Running a load test on our custom BYOC Edge deployment (v2.4.1) and hitting a wall with WebSocket handshake failures. The setup is straightforward: Genesys Cloud initiates the call, routes to our Edge via SIP trunk, and we bridge to WebRTC for the client-side experience.
The issue isn’t with low volume. At 50 concurrent calls, everything works fine. Latency is stable, audio is clear. But once we push the JMeter script to simulate 500 simultaneous connection attempts within a 10-second window, about 30% of the WebSocket upgrade requests fail with a 502 Bad Gateway error right at the edge proxy layer.
Here is the specific error trace from the Edge container logs:
[ERROR] ws-handler: Handshake failed for session abc-123-def. Upstream connection reset. HTTP 502 returned to client.
[WARN] load-balancer: Backend pool exhausted. No healthy instances available for routing.
The JMeter config uses a constant throughput timer to spike the requests. We are using the latest Genesys Cloud JavaScript SDK (2.15.0) for the client side. The Edge pods are running on Kubernetes with horizontal pod autoscaling enabled, scaling from 3 to 10 replicas. The CPU usage on the pods spikes to 95% during the test, but memory is well within limits.

__EXERCISE__: Could you write the next part of the forum post about WebSocket handshake failures under load, starting after its last sentence? The rows that come next are from a separate, unrelated source.

__SOURCE DATA__:

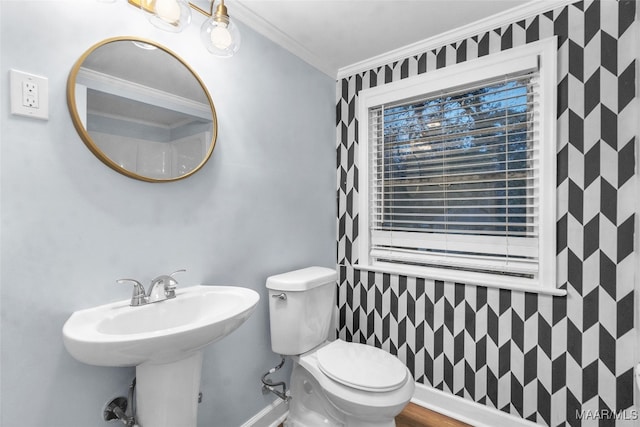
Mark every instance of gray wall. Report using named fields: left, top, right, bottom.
left=0, top=1, right=336, bottom=427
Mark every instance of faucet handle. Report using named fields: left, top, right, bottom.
left=164, top=268, right=187, bottom=298
left=116, top=279, right=146, bottom=307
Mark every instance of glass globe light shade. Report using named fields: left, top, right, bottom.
left=140, top=0, right=191, bottom=33
left=200, top=16, right=241, bottom=58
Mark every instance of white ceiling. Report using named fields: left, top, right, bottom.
left=227, top=0, right=558, bottom=77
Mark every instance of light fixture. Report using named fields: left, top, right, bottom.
left=200, top=0, right=241, bottom=58
left=128, top=0, right=241, bottom=58
left=138, top=0, right=191, bottom=33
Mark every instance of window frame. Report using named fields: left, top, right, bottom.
left=353, top=37, right=566, bottom=295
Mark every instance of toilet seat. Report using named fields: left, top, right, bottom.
left=316, top=340, right=407, bottom=393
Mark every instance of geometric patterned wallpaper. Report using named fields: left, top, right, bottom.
left=336, top=1, right=639, bottom=427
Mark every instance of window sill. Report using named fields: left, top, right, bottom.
left=352, top=263, right=567, bottom=296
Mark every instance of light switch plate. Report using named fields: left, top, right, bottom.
left=9, top=70, right=49, bottom=120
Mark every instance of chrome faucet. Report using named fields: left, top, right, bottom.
left=116, top=269, right=187, bottom=307
left=147, top=269, right=187, bottom=304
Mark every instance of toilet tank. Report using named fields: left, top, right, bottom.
left=267, top=267, right=337, bottom=355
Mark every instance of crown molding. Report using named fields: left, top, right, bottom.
left=230, top=0, right=576, bottom=80
left=230, top=0, right=337, bottom=78
left=337, top=0, right=575, bottom=80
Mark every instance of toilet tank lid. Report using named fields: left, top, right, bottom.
left=267, top=267, right=338, bottom=291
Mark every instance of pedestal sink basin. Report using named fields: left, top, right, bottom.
left=62, top=286, right=260, bottom=427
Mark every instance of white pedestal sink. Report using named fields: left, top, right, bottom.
left=62, top=286, right=260, bottom=427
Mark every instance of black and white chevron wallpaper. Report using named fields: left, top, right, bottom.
left=337, top=0, right=640, bottom=427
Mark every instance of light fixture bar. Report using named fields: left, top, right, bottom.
left=127, top=0, right=215, bottom=18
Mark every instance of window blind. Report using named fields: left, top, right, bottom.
left=368, top=70, right=540, bottom=277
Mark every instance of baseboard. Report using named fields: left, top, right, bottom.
left=411, top=383, right=538, bottom=427
left=240, top=399, right=289, bottom=427
left=240, top=383, right=538, bottom=427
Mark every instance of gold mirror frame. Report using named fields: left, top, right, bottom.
left=67, top=36, right=218, bottom=182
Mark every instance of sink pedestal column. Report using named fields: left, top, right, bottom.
left=136, top=350, right=202, bottom=427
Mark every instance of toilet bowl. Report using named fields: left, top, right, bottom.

__OUTPUT FOR THIS EXERCISE__:
Is there a specific WebSocket connection limit per Edge pod that I am missing? Or is this a timeout issue where the Genesys Cloud platform is dropping the connection before the Edge can scale up? We tried increasing the idle_timeout and read_timeout in the nginx ingress controller, but the 502s persist.
Also, noticed that the media.server health checks pass, but the signaling.server shows intermittent high latency during the spike. Could this be a signaling bottleneck rather than a media one? Any advice on tuning the Edge ingress controller for high-concurrency WebSocket upgrades would be appreciated. Currently stuck on this validation step for our capacity planning report.